[Records from a point labeling set]

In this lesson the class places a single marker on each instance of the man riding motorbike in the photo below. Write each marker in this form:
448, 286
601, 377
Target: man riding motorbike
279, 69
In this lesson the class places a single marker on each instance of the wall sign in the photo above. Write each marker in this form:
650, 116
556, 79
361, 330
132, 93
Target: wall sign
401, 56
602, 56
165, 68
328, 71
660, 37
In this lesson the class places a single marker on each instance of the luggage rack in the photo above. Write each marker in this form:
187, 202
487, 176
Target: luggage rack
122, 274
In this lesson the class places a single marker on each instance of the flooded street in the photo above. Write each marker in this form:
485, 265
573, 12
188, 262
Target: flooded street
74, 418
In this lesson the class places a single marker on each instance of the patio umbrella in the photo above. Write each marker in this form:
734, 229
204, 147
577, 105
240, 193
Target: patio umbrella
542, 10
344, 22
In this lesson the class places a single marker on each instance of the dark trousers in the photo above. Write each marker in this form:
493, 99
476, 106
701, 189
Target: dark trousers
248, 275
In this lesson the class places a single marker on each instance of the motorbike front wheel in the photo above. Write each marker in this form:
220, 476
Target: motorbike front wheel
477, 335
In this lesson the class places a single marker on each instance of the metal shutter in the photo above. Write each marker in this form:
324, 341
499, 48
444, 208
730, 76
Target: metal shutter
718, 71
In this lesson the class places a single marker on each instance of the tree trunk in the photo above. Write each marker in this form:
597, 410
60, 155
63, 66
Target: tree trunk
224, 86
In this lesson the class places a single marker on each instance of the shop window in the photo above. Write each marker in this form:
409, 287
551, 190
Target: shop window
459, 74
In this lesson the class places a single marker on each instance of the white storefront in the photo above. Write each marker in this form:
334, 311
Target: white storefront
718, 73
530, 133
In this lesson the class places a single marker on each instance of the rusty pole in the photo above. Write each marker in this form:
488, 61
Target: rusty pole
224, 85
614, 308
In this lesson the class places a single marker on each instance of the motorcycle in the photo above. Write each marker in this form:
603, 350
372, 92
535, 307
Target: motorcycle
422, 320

◆ Prompt ◆
Write out exactly the lines starting with the one that holds "of the flooded" and running through the last line above.

◆ Answer for this exercise ◆
In this lesson the class places a single marker on each instance of the flooded street in the photo above. Write each marker in this form:
485, 265
573, 12
188, 262
Target: flooded street
74, 418
In this lesson the class places a single marker on each instance of the patio umbrella in the photo above. Write each marker in this form:
734, 229
204, 147
577, 105
240, 193
Target: patio umbrella
542, 10
344, 22
In this lesson the class places a single marker on each instance of the dark trousers in the photo above. Write each marker in this form:
493, 99
476, 106
701, 189
Target: dark trousers
248, 275
In this lesson the class places a single marker on each instance of the motorbike front wheel in the photo above. Write each marker in this form:
220, 476
Target: motorbike front wheel
477, 335
In this lesson the class places a single marker on each instance of the metal shutter in the photo above. Write each marker in this form:
324, 341
499, 48
444, 208
730, 76
Target: metal shutter
718, 71
In this lesson the class places a single marker on each instance of the tree trunk in the photo above. Write each marker in this form:
597, 410
60, 155
63, 66
Target: tree trunk
224, 86
In this lesson the class places a single marker on each instance of the shop window in the photo above. Write each marker in this form:
409, 287
551, 190
Target: shop window
459, 74
In this lesson the class places a single marker on each instance of the white storefront in the photo above. Write each marker in this form:
334, 311
Target: white storefront
718, 73
530, 133
In this lesson the class places a single marker on each instance of the rusty pole in the photo above. Write each marker in this form:
488, 61
Target: rusty pole
224, 85
614, 308
In this lesson the class places a single marker on each instance of the motorcycle in the photo above. Write each marker in this form:
603, 350
372, 92
535, 307
Target: motorcycle
422, 320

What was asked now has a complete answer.